SET PROBLEM:
Reproduce each of the entries below word for word, leaving out the pictures.

RECORDS TO USE:

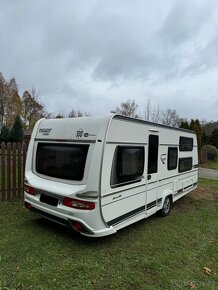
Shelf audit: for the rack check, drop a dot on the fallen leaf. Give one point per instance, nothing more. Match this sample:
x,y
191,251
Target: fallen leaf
x,y
192,285
207,270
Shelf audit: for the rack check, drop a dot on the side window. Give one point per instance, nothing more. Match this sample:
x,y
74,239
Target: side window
x,y
185,164
185,144
128,165
172,158
152,153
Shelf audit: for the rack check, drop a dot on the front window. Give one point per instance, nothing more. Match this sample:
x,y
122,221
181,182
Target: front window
x,y
65,161
128,165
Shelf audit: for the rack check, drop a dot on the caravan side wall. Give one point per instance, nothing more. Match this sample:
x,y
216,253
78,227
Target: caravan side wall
x,y
130,168
143,194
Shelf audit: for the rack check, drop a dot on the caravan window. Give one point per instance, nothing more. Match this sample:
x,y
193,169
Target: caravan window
x,y
153,153
185,164
185,144
172,158
128,165
64,161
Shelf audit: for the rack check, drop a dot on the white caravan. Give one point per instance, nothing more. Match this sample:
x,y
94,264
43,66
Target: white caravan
x,y
98,175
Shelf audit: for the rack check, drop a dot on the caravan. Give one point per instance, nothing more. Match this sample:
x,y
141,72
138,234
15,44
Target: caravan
x,y
98,175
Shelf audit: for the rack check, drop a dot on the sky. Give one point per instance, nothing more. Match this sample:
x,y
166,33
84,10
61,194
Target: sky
x,y
92,55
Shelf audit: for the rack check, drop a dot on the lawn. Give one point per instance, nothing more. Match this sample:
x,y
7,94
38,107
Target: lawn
x,y
176,252
210,164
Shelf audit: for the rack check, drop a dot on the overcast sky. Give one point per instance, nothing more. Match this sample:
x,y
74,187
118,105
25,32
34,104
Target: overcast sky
x,y
94,54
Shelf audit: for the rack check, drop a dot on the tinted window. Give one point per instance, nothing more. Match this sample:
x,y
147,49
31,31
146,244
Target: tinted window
x,y
128,165
185,164
172,158
152,153
185,144
62,160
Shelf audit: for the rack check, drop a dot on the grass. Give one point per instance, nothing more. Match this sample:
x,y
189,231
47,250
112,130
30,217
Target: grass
x,y
210,164
177,252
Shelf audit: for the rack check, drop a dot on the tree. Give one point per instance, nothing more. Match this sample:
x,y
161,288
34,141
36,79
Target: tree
x,y
214,138
3,99
14,103
152,113
185,125
33,110
77,114
170,117
4,134
196,126
128,108
16,133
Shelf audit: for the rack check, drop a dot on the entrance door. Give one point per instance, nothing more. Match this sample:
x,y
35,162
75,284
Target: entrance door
x,y
152,173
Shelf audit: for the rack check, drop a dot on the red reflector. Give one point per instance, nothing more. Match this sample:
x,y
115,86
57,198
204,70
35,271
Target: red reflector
x,y
77,227
79,204
29,189
27,205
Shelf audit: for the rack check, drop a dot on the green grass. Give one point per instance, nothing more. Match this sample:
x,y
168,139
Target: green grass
x,y
156,253
205,182
210,164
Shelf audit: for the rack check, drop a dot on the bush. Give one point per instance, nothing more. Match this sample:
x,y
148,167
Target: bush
x,y
212,152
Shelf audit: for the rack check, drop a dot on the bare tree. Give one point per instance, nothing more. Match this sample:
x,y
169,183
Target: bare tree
x,y
33,109
170,117
77,114
152,113
127,108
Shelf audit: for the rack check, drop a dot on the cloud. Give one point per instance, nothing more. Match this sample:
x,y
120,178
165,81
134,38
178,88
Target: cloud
x,y
92,55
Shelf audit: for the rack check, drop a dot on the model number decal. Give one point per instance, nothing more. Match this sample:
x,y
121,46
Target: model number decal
x,y
45,131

EXERCISE RESULT:
Shelf audit: for the rack check, drop a dot on the fallen leaf. Give one point per instance, nothing more. Match this sample:
x,y
191,251
Target: fallen leaf
x,y
192,285
207,270
Shelf audit: for the rack check, drop a dot on the side window. Give one point per instance, nothing more. Match this sample:
x,y
74,239
Target: side window
x,y
185,164
185,144
128,165
172,158
152,153
Shelf audit: for the rack check, drop a dot on the front window. Give one point per instance, nothing more. Match this sample:
x,y
122,221
181,182
Target: front window
x,y
65,161
128,165
Shelf audit: for the rack check, drop a dot on the caravan side wall. Give one point per instance, nothing more. Match this sample:
x,y
216,253
78,227
Target: caravan side wall
x,y
130,168
143,194
Shelf audit: for the rack check, drop a dot on the caravan window. Give one point per instance, nothing more. Match this sample:
x,y
193,169
Target: caravan window
x,y
153,153
185,164
185,144
172,158
128,165
64,161
Shelf audit: for the rack check, drop a dot on the white caravan. Give one point per instance, nothing more. Match this sample:
x,y
94,264
43,66
Target: white caravan
x,y
98,175
Shelf audit: for the rack check, drop a dot on the caravan. Give one point per instance, nothing more. Match this sample:
x,y
141,72
138,234
15,44
Target: caravan
x,y
98,175
Shelf audit: for the rack check, drop a dot on the sky. Give one point per instance, nothing more. Match this sample:
x,y
166,33
84,10
61,194
Target: sky
x,y
92,55
Shelf audit: for the rack check, drop a dot on the lawn. Give one point per instance, nothing more. Match this sample:
x,y
7,94
38,107
Target: lawn
x,y
176,252
210,164
Shelf audit: for the rack check, drop a dot on the overcast sky. Give one point per instance, nothing more. Match this sample:
x,y
74,187
118,105
25,32
34,104
Target: overcast sky
x,y
94,54
Shelf audit: for the rack check, drop a dot on the tinted window. Give one point per instance, nothing more. Match this sample:
x,y
147,49
31,31
146,244
Target: tinted window
x,y
128,165
185,164
172,158
152,153
185,144
62,160
Shelf audit: for the rack check, drop a dot on the grass. Give one point per instance, nothing more. Match this sample:
x,y
189,231
47,250
112,130
30,217
Target: grass
x,y
210,164
177,252
Shelf audit: for the rack check, drop a dot on the tree. Give one point per instance, nothing more. Match this sample:
x,y
161,288
34,141
36,79
Target: tree
x,y
214,138
3,99
14,103
152,113
185,125
33,110
77,114
170,117
4,134
196,126
128,108
16,133
Shelf audit: for the rack check, drop a dot on the entrance door. Give one point per instance, nothing more. Match this sample:
x,y
35,162
75,284
Target: entrance door
x,y
152,173
Shelf audit: for the rack check, drop a dot on the red reflector. Give one point per instance, nothing more. Match this sample:
x,y
115,86
57,198
204,70
35,271
Target: red reflector
x,y
77,227
79,204
29,189
27,205
Shelf audit: for the rack check, drop a dot on the green grass. Give one point per instance, nothing more. Match this sample:
x,y
168,139
Target: green grass
x,y
156,253
205,182
210,164
Shelf audit: for the rack check, drop a dot on the bush. Give one point per instance, nothing more. Match this sample:
x,y
148,167
Target: bush
x,y
212,152
Shelf audit: for the rack check, drop a dot on the bare tree. Give one point per instance, nothing more. Match this sample:
x,y
169,183
Target: bare tree
x,y
33,109
170,117
77,114
152,113
127,108
Shelf audit: for the rack check, drop a dot on the cloud. Give one point per instance, nothing more. Match this sample:
x,y
120,178
165,81
134,38
178,88
Target: cloud
x,y
92,55
Shelf audit: for the rack check, drop a dot on the model number decal. Give one point per instance, nothing more. Match this sample:
x,y
121,46
Target: model number decal
x,y
45,131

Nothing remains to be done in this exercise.